■ Seleção
Quando olho para a frente, o sentimento de devoção se mistura com um estranho e
poderoso senso de Bondade Infinita que me circunda, como uma atmosfera:
"E então, junto ao mar silencioso,
Eu espero o remo reconfortante;
Nenhum
mal Dele pode vir a mim
No mar
ou na praia.
Não sei
onde está Sua ilha:
Suas
frondosas palmeiras ao vento;
Só sei
que não posso me distanciar
Além do
Seu amor e carinho".
Ah se o senhor compartilhasse comigo esta confiança esta esperança! Mas parece
que o senhor está realmente distante de qualquer fé. Num de seus parágrafos, o
senhor se refere ao que seria para o senhor "a conclusão da questão".
Depois de repudiar a religião com escárnio, o senhor pergunta: "Não há
espaço para uma filosofia melhor e mais elevada?" E depois indica a
resposta correta, a qual nenhuma palavra pode fazer justiça, com exceção da
sua:
"No final, não será possível que possamos achar que tudo tenha
necessariamente de ser produzido; que todas as religiões e superstições, todos
erros e todos os crimes foram coisas necessárias? Não será possível que depois
dessas percepções poderá surgir não apenas amor, mas piedade pelos outros, mas
absoluta justificação pelo indivíduo? Não podemos achar que cada alma, como
Mazzepa, é açoitada pelo cavalo selvagem da paixão, ou como Prometeus, para a
rocha do destino"?
Se isto é o fim de toda filosofia, isto é também o fim de todas as coisas. Não
só isto faz o fim de nós, e de nossas esperanças no futuro, mas de tudo o que
faz a presente vida valer ser vivida – de toda a liberdade, e conseqüentemente,
de toda a virtude. Não há mais distinção moral no mundo – nenhum bem e nenhum
mal, nenhum certo ou errado; nada além da dura necessidade.

[Linhas do conjunto de dados sobre onde os objetos aparecem]
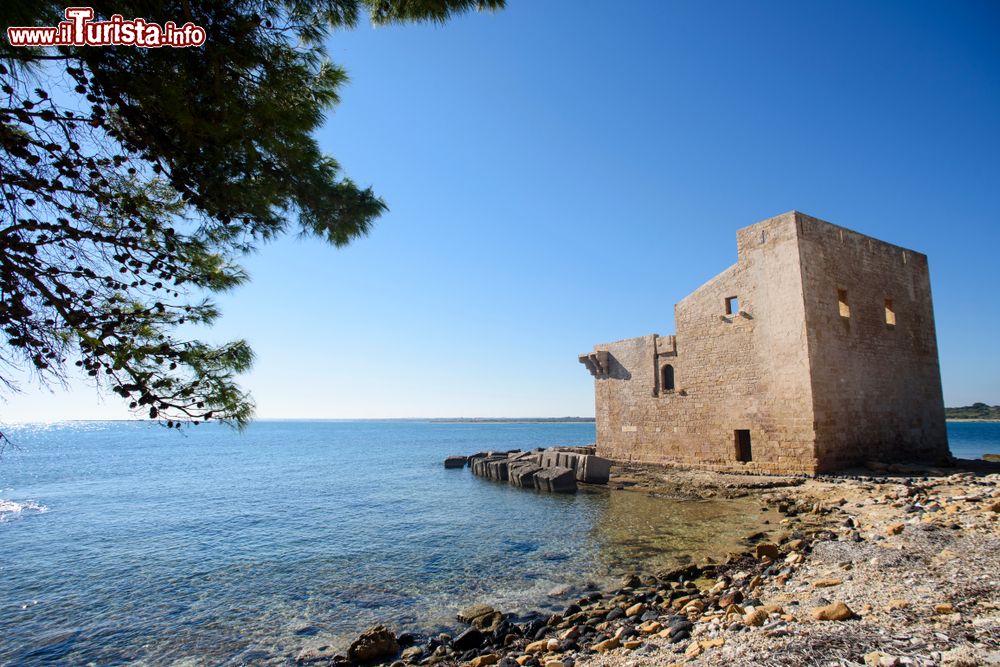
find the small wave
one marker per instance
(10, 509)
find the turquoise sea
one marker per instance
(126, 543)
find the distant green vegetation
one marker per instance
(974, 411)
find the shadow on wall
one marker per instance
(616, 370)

■ Instruções de trabalho
1 – Redigite sem alterações o trecho do texto sobre fé e filosofia que começa em "Se isto é o" e segue até "da dura necessidade.".
2 – No texto sobre fé e filosofia, que pergunta o destinatário faz depois de repudiar a religião com escárnio?
3 – Prossiga com o texto sobre fé e filosofia a partir da última frase apresentada.

■ Respostas dos exercícios
1 –
Se isto é o fim de toda filosofia, isto é também o fim de todas as coisas. Não
só isto faz o fim de nós, e de nossas esperanças no futuro, mas de tudo o que
faz a presente vida valer ser vivida – de toda a liberdade, e conseqüentemente,
de toda a virtude. Não há mais distinção moral no mundo – nenhum bem e nenhum
mal, nenhum certo ou errado; nada além da dura necessidade.

2 – "Não há espaço para uma filosofia melhor e mais elevada?"

3 –
Com este
credo, nem compreendo como o senhor pode fazer parte de um tribunal, e
argumentar pela condenação de um criminoso. Como poderemos ser condenados e
punidos se isto de nada adiantaria? Na verdade ele não é um criminoso, já que
não existe esta coisa de crime. Ele não deve ser acusado. Ele não é levado pelo
cavalo selvagem da paixão, carregado por uma força superior ao seu controle?
Que crueldade trancafiá-lo atrás de grades de ferro! Pobre homem! Ele merece
nossa piedade. Vamos depressa libertá-lo de uma situação tão dolorosa, e
apresentemos nossas humildes desculpas por tentar puni-lo por atos os quais ele
obedece por impulso impossível de resistir. Esta será a ‘absoluta justificação
pelo indivíduo’. Mas o que será da sociedade depois disto, o senhor nada diz.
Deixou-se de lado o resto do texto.